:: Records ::

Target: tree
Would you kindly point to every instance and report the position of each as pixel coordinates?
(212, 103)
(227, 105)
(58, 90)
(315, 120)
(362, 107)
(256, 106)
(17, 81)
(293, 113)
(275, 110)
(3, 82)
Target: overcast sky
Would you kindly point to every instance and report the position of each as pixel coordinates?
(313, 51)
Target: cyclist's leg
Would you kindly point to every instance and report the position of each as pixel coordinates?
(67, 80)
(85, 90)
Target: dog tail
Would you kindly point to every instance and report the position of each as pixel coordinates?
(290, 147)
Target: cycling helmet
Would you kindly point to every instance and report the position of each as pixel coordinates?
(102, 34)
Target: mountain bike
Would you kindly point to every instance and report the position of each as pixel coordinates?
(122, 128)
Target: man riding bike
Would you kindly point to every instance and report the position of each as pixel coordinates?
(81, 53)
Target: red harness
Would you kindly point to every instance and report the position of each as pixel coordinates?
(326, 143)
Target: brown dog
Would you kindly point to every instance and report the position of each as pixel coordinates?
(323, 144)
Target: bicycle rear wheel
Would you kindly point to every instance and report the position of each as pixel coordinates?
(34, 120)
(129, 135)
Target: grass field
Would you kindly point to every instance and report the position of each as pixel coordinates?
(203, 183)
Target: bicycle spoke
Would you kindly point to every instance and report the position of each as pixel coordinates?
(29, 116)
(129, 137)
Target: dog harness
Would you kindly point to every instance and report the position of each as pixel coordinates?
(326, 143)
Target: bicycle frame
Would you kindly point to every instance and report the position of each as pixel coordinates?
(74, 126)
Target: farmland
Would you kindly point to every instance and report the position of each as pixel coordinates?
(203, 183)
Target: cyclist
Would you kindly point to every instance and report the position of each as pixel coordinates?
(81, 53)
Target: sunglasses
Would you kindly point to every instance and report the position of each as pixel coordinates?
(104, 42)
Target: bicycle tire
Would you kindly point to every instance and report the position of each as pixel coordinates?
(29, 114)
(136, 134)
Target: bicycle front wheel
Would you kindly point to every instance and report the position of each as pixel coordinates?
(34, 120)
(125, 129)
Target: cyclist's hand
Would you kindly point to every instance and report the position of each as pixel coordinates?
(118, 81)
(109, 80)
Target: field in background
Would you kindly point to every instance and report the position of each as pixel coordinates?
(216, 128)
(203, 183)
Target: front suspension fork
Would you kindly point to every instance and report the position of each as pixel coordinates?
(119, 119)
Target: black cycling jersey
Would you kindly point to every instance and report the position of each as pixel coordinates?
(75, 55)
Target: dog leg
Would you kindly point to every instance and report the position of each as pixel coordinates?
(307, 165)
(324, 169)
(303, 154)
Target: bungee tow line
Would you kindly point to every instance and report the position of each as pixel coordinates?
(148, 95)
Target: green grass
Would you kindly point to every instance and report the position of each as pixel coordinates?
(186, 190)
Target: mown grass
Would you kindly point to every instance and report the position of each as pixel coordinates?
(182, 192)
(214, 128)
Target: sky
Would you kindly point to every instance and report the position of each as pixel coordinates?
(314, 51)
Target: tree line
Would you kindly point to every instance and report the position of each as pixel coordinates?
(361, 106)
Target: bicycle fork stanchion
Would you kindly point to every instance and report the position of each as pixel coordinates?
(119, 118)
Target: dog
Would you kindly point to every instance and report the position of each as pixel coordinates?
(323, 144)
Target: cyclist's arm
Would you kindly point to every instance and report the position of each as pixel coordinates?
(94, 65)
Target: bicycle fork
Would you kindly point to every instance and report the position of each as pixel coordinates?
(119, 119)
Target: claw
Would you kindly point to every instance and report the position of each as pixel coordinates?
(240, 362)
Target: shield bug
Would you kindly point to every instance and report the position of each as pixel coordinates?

:: YOUR OBJECTIVE ::
Reproduce every row above word for word, without changing anything.

:: PROBLEM SOLUTION ::
Target: tree
Would you kindly point to every instance and report the position of each as pixel coordinates?
(212, 103)
(227, 105)
(58, 90)
(315, 120)
(362, 107)
(256, 106)
(17, 81)
(293, 113)
(275, 110)
(3, 82)
Target: overcast sky
Would you kindly point to every instance and report the position of each as pixel coordinates?
(313, 51)
Target: cyclist's leg
Would you kindly point to every instance and report the position of each as pixel coordinates?
(67, 80)
(85, 90)
Target: dog tail
Would you kindly point to every instance and report the position of each as pixel coordinates?
(290, 147)
Target: cycling helmet
Would you kindly point to every instance and report the position of each as pixel coordinates?
(102, 34)
Target: mountain bike
Would you kindly point to every instance and report the position of each as pixel coordinates?
(122, 128)
Target: man riding bike
Would you kindly point to every instance and report the position of each as pixel coordinates?
(81, 53)
Target: red harness
Would you kindly point to every instance and report the position of each as pixel coordinates?
(326, 143)
Target: brown dog
Would you kindly point to every instance and report the position of each as pixel coordinates?
(323, 144)
Target: bicycle rear wheel
Would you kindly point to every instance and report the position of each as pixel coordinates?
(34, 120)
(129, 135)
Target: grass field
Would you kindly point to every instance and report the position of each as pixel coordinates?
(203, 183)
Target: bicycle spoke
Would you kindly point to every instance and report the position of each as pixel coordinates?
(29, 116)
(129, 137)
Target: dog harness
Would you kindly point to every instance and report the position of each as pixel coordinates?
(326, 143)
Target: bicycle frame
Would you kindly point to every instance and report the position of each as pixel coordinates?
(74, 126)
Target: farmland
Would you kindly point to every instance and report the position of each as pixel coordinates?
(203, 183)
Target: cyclist
Would you kindly point to every instance and report the position of each as pixel coordinates?
(81, 53)
Target: sunglasses
Would you kindly point to every instance and report the position of each as pixel coordinates?
(104, 42)
Target: bicycle tire
Would you kindly point to every instance and report the position of each as pixel coordinates?
(29, 114)
(136, 134)
Target: bicycle front wheel
Would you kindly point to every instance and report the position of each as pixel coordinates?
(34, 120)
(125, 129)
Target: cyclist's hand
Would you kindly point to every instance and report the position of each as pixel coordinates?
(118, 81)
(109, 80)
Target: field in background
Would you kindly point to every instance and report the position of each as pixel coordinates?
(216, 128)
(203, 183)
Target: front suspension fork
Would you kindly point to every instance and report the position of each as pixel coordinates?
(119, 119)
Target: black cycling jersey
Would you kindly point to every instance and report the position of each as pixel coordinates?
(75, 55)
Target: dog leg
Would you kindly point to every instance and report the position of each as pixel coordinates?
(307, 165)
(324, 169)
(303, 154)
Target: bungee tow line
Would you kindly point to every instance and report the position of each as pixel coordinates?
(148, 95)
Target: green grass
Would you kindly point to every instance and report the position of each as pixel coordinates?
(186, 190)
Target: mown grass
Would you kindly point to every instance and report the position of each as pixel coordinates?
(182, 192)
(214, 128)
Target: sky
Would you kindly point to every instance and report the position of each as pixel coordinates?
(314, 51)
Target: tree line
Would you kindly point to every instance and report the position of each as pixel coordinates?
(361, 106)
Target: bicycle fork stanchion
Would you kindly point to every instance and report the position of each as pixel coordinates?
(119, 118)
Target: dog
Would you kindly point to every instance and report the position of each as pixel coordinates?
(323, 144)
Target: cyclist's arm
Would you kindly point to every instance and report the position of each as pixel coordinates?
(94, 65)
Target: bicycle fork
Would you kindly point to every instance and report the position of each as pixel coordinates?
(119, 119)
Target: claw
Would you kindly point to every instance and report the position of each as pixel coordinates?
(240, 362)
Target: shield bug
Would you kindly point to every instance and report the position of each as pixel coordinates?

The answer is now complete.